- _Labeling and segmentation records_:
━━━━━━━━━━━━━━━━
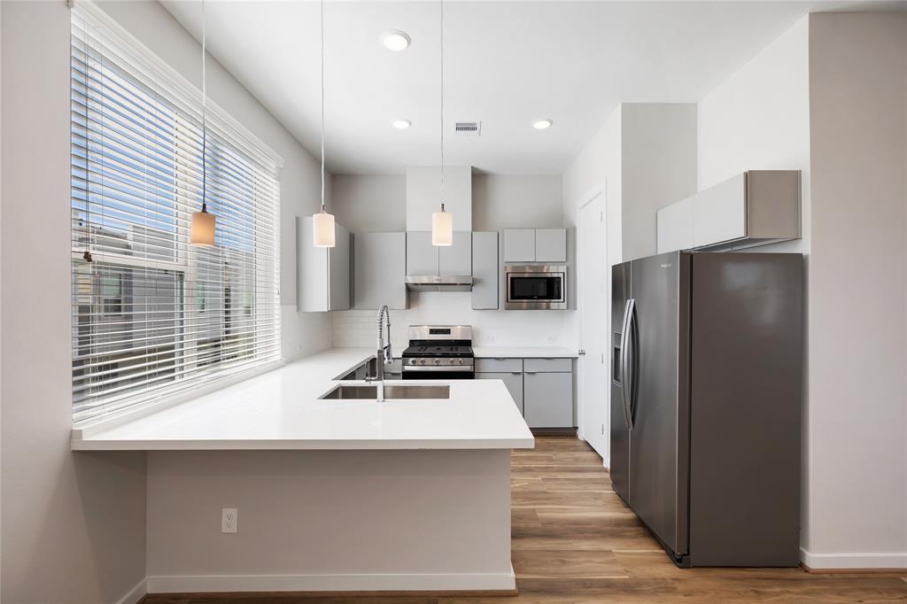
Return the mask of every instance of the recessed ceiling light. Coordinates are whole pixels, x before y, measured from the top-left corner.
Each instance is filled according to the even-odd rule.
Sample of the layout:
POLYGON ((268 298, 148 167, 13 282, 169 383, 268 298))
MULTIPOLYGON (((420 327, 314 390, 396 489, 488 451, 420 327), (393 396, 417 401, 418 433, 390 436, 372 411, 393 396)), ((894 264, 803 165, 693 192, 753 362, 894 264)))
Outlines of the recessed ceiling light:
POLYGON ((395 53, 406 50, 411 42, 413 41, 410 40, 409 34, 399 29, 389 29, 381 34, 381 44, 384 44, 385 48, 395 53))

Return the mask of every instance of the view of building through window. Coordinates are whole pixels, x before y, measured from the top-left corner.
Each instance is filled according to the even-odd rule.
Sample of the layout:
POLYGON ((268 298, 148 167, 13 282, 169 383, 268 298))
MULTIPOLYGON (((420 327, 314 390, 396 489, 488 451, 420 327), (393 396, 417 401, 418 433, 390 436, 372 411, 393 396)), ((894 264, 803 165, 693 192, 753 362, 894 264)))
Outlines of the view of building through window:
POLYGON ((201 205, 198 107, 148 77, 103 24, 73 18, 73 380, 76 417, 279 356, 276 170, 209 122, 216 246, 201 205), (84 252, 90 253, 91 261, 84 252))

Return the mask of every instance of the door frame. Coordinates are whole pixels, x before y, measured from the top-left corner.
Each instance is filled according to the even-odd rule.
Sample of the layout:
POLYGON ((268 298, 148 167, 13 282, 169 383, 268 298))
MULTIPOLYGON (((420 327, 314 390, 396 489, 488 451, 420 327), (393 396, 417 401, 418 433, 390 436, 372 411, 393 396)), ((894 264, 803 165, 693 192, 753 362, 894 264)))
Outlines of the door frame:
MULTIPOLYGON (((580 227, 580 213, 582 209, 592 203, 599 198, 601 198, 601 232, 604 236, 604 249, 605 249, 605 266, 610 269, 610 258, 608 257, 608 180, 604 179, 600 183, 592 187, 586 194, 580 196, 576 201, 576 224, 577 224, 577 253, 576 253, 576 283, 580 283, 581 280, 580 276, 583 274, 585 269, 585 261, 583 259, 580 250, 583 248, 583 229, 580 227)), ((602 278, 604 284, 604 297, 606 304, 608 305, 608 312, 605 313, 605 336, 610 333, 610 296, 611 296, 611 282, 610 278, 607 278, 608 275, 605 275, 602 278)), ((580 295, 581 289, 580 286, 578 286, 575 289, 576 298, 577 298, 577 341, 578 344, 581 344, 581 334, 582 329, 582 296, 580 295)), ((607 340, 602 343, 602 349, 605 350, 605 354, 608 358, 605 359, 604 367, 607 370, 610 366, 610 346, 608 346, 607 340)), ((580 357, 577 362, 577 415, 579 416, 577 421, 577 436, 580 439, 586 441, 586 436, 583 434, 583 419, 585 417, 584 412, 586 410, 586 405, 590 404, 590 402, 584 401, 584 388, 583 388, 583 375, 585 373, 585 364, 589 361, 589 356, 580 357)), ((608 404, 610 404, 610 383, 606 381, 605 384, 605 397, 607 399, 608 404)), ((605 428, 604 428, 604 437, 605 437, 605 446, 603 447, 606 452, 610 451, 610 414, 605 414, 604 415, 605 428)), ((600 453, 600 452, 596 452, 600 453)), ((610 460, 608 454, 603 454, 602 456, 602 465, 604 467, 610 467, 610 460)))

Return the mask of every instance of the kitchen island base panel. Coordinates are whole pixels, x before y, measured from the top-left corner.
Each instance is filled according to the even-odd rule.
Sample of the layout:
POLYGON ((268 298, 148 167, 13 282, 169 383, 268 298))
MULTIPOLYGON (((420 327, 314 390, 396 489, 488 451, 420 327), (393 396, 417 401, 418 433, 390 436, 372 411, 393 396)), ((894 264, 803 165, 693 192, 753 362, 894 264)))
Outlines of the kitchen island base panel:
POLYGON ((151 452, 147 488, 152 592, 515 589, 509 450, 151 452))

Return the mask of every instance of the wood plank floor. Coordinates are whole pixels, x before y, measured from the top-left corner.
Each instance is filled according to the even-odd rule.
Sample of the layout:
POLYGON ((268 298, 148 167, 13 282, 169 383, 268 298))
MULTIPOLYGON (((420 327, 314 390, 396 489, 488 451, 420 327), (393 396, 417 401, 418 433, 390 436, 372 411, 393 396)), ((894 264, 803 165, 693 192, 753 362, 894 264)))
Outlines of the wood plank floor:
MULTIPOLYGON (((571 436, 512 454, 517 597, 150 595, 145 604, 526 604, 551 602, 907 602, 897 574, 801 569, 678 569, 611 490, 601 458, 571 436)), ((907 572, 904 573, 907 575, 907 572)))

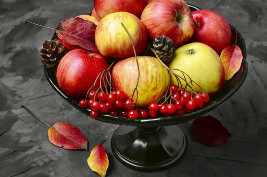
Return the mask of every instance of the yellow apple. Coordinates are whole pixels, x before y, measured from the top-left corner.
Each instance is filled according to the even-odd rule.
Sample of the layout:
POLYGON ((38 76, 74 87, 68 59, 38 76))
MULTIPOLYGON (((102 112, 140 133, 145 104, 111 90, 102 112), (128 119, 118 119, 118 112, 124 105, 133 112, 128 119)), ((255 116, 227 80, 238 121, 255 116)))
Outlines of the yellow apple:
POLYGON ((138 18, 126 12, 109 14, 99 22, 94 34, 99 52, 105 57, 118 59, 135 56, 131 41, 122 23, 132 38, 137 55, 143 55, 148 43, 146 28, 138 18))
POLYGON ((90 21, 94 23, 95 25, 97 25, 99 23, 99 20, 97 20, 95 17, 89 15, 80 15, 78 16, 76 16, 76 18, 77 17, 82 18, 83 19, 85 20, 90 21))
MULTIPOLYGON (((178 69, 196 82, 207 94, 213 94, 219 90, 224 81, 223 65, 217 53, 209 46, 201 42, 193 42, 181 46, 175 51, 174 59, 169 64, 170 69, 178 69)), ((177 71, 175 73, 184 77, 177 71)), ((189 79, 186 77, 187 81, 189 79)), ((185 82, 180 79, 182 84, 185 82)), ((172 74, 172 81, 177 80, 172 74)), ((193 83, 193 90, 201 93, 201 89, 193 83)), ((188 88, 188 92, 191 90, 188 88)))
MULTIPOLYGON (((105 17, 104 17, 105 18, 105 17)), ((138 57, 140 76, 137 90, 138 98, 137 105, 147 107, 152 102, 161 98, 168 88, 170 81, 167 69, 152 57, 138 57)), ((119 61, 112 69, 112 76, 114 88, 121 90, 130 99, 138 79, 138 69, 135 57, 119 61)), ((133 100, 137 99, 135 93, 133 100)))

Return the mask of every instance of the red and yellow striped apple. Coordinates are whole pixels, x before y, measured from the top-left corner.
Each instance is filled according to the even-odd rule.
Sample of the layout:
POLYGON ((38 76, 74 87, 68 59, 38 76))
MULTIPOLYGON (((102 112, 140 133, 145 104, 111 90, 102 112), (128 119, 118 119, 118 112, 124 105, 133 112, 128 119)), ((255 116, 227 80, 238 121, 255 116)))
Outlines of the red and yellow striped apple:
━━━━━━━━━━━━━━━━
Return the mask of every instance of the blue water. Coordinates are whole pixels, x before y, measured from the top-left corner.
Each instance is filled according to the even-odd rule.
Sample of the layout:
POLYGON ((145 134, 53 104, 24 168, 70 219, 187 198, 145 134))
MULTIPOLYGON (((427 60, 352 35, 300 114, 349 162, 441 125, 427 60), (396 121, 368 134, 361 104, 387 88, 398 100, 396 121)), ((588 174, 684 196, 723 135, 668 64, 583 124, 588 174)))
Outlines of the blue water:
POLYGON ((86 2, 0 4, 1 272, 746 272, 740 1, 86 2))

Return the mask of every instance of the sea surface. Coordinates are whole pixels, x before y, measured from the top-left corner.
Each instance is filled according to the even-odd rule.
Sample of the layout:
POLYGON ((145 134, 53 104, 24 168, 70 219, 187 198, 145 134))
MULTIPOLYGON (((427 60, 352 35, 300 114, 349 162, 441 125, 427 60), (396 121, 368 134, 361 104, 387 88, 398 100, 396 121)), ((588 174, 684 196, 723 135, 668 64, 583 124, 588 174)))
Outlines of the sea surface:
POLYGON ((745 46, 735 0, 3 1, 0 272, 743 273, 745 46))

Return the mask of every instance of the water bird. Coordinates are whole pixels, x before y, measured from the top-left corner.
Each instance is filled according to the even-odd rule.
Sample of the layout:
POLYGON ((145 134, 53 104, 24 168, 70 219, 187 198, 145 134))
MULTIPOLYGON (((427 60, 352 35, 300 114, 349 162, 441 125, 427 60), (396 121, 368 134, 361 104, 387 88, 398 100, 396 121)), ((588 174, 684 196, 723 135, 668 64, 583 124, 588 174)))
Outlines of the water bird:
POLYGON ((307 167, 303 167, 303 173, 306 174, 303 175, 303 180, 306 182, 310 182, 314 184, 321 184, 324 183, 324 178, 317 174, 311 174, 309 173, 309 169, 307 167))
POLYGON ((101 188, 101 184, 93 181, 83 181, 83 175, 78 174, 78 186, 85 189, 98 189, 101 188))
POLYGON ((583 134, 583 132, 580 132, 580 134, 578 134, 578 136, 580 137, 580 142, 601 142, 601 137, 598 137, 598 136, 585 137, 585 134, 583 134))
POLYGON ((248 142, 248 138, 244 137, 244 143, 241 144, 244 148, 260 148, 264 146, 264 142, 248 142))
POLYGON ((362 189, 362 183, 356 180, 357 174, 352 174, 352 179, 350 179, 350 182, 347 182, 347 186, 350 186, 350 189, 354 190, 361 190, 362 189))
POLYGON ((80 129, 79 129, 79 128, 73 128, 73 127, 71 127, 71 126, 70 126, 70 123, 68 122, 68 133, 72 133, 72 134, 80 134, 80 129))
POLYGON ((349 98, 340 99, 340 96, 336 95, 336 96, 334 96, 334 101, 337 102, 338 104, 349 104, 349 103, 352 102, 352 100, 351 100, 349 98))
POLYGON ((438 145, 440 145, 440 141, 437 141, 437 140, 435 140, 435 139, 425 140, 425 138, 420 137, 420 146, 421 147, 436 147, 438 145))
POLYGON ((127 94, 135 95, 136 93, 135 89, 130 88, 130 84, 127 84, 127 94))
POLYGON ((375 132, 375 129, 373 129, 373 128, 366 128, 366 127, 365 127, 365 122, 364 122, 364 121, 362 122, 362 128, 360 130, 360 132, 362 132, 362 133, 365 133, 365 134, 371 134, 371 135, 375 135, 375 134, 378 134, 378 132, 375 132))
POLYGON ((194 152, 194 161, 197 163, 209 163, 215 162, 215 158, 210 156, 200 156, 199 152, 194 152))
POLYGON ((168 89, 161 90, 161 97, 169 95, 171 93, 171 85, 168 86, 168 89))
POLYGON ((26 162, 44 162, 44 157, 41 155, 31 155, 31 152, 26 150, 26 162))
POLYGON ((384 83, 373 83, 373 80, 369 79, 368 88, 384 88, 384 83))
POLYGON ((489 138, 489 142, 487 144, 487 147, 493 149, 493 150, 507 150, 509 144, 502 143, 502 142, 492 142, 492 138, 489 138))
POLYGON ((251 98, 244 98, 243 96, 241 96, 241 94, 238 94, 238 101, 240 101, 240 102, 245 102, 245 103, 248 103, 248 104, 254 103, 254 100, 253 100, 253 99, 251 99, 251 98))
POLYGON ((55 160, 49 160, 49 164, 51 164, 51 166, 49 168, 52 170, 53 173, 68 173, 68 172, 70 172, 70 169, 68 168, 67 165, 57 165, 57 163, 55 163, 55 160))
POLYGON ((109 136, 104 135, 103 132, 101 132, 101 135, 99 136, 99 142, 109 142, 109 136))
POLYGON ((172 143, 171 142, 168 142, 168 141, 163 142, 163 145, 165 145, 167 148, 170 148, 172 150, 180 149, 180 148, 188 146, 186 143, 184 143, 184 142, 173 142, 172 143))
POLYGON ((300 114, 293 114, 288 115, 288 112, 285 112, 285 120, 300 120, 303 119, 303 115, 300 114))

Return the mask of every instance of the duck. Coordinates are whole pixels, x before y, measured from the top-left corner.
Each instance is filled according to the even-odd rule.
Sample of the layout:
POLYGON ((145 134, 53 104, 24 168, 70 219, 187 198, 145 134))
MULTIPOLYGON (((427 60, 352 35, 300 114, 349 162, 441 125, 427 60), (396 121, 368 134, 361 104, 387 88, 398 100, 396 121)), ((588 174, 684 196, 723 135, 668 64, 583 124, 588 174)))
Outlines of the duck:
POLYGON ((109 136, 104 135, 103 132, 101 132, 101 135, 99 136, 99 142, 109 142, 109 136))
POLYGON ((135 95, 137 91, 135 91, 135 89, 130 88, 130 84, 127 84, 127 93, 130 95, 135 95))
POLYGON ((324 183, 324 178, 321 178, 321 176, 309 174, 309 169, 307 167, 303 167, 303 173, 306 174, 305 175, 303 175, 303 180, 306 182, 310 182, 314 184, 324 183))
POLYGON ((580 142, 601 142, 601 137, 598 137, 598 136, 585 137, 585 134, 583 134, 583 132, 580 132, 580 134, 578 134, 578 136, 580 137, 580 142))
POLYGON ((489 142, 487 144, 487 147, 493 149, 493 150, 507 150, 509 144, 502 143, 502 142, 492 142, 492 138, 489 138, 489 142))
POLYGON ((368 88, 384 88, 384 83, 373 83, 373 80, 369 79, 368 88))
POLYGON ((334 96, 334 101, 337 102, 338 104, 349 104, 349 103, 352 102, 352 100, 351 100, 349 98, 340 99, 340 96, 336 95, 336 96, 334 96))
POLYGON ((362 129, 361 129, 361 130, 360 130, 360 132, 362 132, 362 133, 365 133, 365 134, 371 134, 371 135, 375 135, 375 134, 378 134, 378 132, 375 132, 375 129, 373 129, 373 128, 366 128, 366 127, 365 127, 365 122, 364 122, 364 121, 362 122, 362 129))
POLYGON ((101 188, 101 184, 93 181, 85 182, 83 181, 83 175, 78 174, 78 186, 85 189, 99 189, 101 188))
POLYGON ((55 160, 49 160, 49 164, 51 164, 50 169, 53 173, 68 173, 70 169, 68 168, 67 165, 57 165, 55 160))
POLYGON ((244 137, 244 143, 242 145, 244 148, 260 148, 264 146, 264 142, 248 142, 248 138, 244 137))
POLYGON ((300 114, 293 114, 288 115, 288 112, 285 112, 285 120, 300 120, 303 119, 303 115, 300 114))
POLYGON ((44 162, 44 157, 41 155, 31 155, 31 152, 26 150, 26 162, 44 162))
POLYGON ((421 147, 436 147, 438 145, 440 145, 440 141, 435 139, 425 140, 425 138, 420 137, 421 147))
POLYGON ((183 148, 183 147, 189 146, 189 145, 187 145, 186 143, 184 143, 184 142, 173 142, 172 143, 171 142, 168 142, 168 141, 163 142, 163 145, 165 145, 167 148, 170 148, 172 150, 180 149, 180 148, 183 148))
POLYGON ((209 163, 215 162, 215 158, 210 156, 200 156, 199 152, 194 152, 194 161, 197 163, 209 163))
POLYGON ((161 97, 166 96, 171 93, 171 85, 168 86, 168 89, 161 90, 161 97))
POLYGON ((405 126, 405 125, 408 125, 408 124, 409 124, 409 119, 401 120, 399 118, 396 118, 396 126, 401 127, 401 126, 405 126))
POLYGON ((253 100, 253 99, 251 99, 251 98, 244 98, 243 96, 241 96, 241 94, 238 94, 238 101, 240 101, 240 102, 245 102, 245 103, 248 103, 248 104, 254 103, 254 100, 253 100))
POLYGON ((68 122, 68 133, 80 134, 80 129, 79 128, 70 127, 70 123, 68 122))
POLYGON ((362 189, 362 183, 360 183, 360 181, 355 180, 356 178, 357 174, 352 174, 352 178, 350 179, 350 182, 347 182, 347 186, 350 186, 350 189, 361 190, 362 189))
━━━━━━━━━━━━━━━━
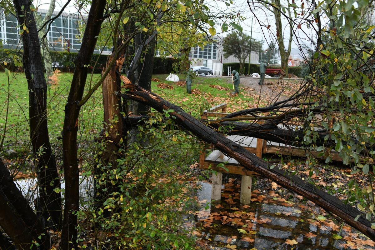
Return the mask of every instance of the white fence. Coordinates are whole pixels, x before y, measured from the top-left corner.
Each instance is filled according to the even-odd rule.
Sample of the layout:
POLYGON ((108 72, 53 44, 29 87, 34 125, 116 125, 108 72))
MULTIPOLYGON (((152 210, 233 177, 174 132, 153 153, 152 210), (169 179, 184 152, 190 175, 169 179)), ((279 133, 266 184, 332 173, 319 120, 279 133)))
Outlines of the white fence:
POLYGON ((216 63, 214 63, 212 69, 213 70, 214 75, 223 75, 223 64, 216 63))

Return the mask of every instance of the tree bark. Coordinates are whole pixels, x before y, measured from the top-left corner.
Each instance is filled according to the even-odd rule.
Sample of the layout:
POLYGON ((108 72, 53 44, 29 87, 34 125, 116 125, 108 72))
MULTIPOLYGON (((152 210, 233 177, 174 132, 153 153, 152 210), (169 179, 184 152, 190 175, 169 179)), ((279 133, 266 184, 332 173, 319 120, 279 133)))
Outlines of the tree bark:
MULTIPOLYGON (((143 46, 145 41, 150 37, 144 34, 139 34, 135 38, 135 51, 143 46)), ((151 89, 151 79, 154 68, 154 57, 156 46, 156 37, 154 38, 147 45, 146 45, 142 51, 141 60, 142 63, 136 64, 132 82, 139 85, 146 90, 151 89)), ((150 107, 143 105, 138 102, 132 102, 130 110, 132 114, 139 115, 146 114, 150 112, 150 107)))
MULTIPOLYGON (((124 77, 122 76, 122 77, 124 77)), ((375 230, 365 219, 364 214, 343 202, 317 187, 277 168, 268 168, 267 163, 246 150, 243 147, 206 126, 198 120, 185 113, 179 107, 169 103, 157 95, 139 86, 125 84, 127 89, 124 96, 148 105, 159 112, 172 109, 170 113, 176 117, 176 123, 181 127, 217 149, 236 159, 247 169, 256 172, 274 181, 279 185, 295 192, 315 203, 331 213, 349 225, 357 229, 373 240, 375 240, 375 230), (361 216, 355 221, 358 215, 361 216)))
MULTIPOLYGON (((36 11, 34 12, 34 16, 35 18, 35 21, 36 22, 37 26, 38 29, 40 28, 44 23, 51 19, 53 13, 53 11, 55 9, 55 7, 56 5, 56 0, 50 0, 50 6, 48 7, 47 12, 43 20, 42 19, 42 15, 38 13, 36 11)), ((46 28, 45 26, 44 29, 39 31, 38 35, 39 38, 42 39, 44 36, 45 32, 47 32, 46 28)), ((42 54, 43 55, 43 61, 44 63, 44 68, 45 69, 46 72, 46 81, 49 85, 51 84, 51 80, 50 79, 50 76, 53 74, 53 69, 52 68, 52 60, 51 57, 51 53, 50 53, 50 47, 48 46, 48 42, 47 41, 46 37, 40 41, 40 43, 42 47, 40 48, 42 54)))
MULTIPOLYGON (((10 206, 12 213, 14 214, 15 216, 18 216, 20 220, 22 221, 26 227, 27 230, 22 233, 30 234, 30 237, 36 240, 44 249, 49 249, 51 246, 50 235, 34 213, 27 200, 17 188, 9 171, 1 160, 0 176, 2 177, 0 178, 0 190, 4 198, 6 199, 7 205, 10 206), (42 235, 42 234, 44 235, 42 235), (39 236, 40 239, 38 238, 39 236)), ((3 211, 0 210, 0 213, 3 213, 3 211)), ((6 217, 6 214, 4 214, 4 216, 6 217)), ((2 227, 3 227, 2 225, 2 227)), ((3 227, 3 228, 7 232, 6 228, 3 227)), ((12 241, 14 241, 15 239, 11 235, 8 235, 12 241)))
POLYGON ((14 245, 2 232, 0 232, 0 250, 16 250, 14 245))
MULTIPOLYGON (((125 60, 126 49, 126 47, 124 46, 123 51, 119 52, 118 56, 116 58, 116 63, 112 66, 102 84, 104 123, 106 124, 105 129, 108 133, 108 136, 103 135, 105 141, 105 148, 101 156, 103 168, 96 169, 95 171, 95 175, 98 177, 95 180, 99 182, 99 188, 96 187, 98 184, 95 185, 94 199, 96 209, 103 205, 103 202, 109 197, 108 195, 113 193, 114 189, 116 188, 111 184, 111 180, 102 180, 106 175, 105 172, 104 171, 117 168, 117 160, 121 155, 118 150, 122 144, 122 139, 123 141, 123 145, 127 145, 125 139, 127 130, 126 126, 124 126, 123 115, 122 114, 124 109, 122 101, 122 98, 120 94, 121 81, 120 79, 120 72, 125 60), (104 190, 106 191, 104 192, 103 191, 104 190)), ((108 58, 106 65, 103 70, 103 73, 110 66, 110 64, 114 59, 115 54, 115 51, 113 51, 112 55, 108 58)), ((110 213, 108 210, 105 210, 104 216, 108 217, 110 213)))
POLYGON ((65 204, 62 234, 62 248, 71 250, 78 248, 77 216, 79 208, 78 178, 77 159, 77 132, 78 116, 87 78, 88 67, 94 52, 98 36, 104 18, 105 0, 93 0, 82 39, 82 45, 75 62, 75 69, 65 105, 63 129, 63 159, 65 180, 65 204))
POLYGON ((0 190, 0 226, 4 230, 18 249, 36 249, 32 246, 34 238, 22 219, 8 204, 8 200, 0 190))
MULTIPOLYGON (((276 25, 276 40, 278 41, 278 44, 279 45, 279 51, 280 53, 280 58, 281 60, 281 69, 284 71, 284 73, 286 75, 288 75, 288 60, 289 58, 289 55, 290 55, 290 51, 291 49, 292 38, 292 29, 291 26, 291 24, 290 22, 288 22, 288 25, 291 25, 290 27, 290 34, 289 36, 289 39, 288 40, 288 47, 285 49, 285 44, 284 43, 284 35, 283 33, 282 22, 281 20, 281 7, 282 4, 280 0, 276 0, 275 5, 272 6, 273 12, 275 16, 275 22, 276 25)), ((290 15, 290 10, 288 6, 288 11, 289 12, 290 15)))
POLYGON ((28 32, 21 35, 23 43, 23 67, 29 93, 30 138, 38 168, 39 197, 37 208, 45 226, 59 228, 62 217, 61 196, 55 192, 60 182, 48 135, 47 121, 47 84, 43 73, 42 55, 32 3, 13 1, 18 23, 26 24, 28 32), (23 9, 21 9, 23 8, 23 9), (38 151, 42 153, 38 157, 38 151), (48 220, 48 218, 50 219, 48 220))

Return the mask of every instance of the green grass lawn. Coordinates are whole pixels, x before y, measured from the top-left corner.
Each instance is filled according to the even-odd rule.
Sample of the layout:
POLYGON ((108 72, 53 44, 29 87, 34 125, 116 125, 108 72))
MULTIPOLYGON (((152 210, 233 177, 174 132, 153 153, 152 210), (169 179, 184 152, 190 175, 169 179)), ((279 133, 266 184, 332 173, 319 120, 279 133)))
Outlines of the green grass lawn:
━━━━━━━━━━━━━━━━
State how many lines in the records above contain the word "light". Reply with the number alone.

2